▶ _Set task A_:
Print the stretch of the PRU_ICSSM subsystem description from "Two 32-bit load/store" through "PRU’s instruction memory.", copying it word for word.

▶ _Excerpted passage_:
PRU_ICSSM Subsystem

The Programmable Real-Time Unit Subsystem and Industrial Communication Subsystem (PRU_ICSSM) consists of:

Two 32-bit load/store RISC CPU cores — Programmable Real-Time Units (PRU0 and PRU1)
Data RAMs per PRU core
Instruction RAMs per PRU
Shared RAM
Peripheral modules: UART0, ECAP0, MDIO, IEP0 and IEP1
Interrupt controller (INTC) per ICSS subsystem

The programmable nature of the PRU cores, along with their access to pins, events and all device resources, provides flexibility in implementing fast real-time responses, specialized data handling operations, custom peripheral interfaces, and in offloading tasks from the other processor cores of the device. The PRU cores are programmed with a small, deterministic instruction set. Each PRU can operate independently or in coordination with each other and can also work in coordination with the device-level host CPU. This interaction between processors is determined by the nature of the firmware loaded into the PRU’s instruction memory.

▶ _Exercise material_:
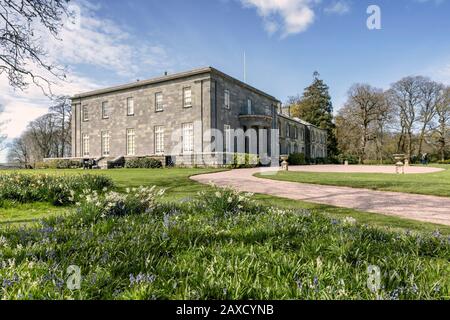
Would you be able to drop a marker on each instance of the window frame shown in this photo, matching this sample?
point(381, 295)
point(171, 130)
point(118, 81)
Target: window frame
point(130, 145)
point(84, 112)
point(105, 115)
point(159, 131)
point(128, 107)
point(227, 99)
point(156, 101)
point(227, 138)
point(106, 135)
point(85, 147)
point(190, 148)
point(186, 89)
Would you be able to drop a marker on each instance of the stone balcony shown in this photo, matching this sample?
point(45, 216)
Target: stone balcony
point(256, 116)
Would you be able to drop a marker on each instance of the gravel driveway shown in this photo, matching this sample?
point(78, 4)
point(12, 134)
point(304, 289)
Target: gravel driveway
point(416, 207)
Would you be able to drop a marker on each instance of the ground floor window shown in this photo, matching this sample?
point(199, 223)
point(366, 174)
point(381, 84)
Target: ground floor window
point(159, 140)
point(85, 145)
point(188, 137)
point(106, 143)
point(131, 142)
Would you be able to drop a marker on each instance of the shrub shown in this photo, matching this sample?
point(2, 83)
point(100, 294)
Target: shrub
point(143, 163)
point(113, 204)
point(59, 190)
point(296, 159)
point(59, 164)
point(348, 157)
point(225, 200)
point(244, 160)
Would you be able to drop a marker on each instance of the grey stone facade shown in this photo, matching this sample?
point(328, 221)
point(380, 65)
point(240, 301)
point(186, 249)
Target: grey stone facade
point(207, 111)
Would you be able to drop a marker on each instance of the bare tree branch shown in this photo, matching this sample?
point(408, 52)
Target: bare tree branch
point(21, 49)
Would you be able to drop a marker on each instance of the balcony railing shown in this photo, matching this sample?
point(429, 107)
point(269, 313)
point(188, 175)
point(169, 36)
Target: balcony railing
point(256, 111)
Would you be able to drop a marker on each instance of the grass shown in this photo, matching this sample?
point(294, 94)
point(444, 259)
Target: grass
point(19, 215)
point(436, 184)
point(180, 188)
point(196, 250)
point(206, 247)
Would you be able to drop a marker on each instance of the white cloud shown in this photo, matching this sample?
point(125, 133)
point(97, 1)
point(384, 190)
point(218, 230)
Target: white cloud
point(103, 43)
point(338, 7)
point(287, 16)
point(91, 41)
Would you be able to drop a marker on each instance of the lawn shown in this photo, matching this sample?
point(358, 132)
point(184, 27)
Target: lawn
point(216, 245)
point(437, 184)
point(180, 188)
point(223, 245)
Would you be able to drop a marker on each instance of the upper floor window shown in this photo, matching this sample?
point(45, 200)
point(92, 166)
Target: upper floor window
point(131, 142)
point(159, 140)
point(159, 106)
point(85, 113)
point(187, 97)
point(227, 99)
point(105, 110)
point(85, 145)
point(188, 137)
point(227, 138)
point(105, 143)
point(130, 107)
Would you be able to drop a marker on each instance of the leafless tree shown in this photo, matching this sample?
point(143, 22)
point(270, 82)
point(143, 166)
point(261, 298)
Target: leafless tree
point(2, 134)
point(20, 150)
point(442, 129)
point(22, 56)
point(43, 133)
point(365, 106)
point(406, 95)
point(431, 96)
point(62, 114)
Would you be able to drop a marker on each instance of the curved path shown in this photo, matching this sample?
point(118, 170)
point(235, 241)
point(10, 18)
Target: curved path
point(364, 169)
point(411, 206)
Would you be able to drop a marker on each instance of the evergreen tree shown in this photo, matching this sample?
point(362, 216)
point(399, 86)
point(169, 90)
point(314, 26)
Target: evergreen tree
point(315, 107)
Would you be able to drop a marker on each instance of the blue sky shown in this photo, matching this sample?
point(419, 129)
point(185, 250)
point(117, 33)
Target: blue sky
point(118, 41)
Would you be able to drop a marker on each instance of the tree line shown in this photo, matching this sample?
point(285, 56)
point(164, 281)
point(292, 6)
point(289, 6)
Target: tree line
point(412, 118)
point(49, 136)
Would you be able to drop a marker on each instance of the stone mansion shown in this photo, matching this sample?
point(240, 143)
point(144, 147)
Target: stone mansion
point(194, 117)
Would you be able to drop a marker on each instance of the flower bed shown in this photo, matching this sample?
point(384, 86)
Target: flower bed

▶ _Set task B_:
Output the stretch of rows from the line that contains "line shown in this photo, matching this sample?" through the line that contains "point(194, 117)", unchanged and with nothing else.

▶ _Response A_:
Two 32-bit load/store RISC CPU cores — Programmable Real-Time Units (PRU0 and PRU1)
Data RAMs per PRU core
Instruction RAMs per PRU
Shared RAM
Peripheral modules: UART0, ECAP0, MDIO, IEP0 and IEP1
Interrupt controller (INTC) per ICSS subsystem

The programmable nature of the PRU cores, along with their access to pins, events and all device resources, provides flexibility in implementing fast real-time responses, specialized data handling operations, custom peripheral interfaces, and in offloading tasks from the other processor cores of the device. The PRU cores are programmed with a small, deterministic instruction set. Each PRU can operate independently or in coordination with each other and can also work in coordination with the device-level host CPU. This interaction between processors is determined by the nature of the firmware loaded into the PRU’s instruction memory.

▶ _Response B_:
Would you be able to drop a marker on each instance of the tree line shown in this photo, matching this sample?
point(285, 56)
point(164, 281)
point(292, 6)
point(289, 6)
Target: tree line
point(412, 118)
point(49, 136)
Would you be able to drop a marker on each instance of the stone mansion shown in this photo, matching this sample?
point(240, 143)
point(144, 147)
Target: stone mansion
point(194, 117)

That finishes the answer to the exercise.